Coordinate annotation entries:
★ ★ ★ ★ ★ ★ ★

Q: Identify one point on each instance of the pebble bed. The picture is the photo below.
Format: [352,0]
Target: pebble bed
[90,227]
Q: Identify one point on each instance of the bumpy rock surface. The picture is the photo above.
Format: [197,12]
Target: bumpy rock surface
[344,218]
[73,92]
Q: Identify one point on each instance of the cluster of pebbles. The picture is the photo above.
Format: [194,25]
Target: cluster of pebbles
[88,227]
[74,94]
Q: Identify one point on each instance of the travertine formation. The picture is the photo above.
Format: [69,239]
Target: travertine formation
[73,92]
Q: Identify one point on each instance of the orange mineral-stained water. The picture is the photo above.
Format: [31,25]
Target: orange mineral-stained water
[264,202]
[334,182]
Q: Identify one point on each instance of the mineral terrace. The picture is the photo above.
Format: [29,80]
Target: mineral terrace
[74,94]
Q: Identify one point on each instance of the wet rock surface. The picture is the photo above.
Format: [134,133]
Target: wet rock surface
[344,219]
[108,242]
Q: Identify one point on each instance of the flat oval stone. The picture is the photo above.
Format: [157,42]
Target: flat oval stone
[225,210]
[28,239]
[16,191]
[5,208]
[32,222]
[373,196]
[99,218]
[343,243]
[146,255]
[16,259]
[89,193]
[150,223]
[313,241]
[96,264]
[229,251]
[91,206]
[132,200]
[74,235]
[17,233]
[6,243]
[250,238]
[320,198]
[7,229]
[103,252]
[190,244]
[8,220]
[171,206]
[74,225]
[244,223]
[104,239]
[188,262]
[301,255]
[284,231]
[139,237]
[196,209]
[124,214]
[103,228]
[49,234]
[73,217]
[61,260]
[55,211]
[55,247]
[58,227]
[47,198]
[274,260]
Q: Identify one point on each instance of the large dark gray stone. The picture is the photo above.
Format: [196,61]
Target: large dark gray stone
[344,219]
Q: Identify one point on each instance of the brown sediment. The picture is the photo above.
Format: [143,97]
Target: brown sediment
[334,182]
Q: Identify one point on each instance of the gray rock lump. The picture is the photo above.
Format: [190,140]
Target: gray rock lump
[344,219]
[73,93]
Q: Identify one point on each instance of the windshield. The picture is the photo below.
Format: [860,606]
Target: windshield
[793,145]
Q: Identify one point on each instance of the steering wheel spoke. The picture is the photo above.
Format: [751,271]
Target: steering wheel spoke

★ ★ ★ ★ ★ ★ ★

Required work:
Write the listing out again, exactly as shown above.

Expected answer:
Q: Identify one point on each instance of the pebble bed. The picture is the photo below.
Format: [352,0]
Target: pebble bed
[90,227]
Q: Identify one point on each instance of the bumpy rock surface. The picture is the photo above.
Format: [197,12]
Target: bumpy rock surface
[344,218]
[73,92]
Q: Identify one point on each instance of the cluster of pebbles. The picture is the photo above.
Format: [194,25]
Target: cluster of pebbles
[88,227]
[74,94]
Q: Identify one point on each instance of the travertine formation. The picture is the photo above.
Format: [69,239]
Target: travertine formation
[73,92]
Q: Identify one point on each instance of the orange mineral-stained water. The picture is the photo above.
Format: [31,25]
Target: orange mineral-stained water
[264,202]
[334,182]
Q: Identify one point on each instance of the mineral terrace. The picture is the photo above.
Format: [29,80]
Target: mineral terrace
[74,94]
Q: Identify one point on each instance of the wet rock surface. The picture is the photo above.
Format: [134,133]
Target: wet rock surface
[344,219]
[108,242]
Q: Identify one point on each instance of the flat oval stone. The picture is the photo above.
Format: [157,42]
Target: flat oval stone
[225,210]
[28,239]
[16,191]
[5,208]
[32,222]
[373,196]
[99,218]
[343,243]
[146,255]
[16,259]
[89,193]
[150,223]
[313,241]
[96,264]
[229,251]
[91,206]
[132,200]
[74,235]
[17,233]
[6,243]
[250,238]
[320,198]
[7,229]
[103,252]
[190,244]
[8,220]
[171,206]
[74,225]
[244,223]
[104,239]
[188,262]
[301,255]
[284,231]
[139,237]
[196,209]
[124,214]
[103,228]
[49,234]
[73,217]
[61,260]
[55,211]
[55,247]
[58,227]
[47,198]
[274,260]
Q: Identify one point on each instance of the large dark gray stone. The picture is the photo above.
Format: [196,61]
Target: large dark gray stone
[344,219]
Q: Identify one point on each instance of the brown sediment. The picture is the photo above.
Format: [143,97]
Target: brown sediment
[334,182]
Q: Identify one point on each instance of the gray rock lump. The picture is the photo above.
Format: [190,140]
Target: gray rock lump
[344,219]
[73,93]
Q: Identify one point on each instance of the windshield. The picture is the photo below.
Format: [860,606]
Target: windshield
[793,145]
Q: Identify one point on each instance of the steering wheel spoke. The picture is the photo above.
Format: [751,271]
Target: steering wheel spoke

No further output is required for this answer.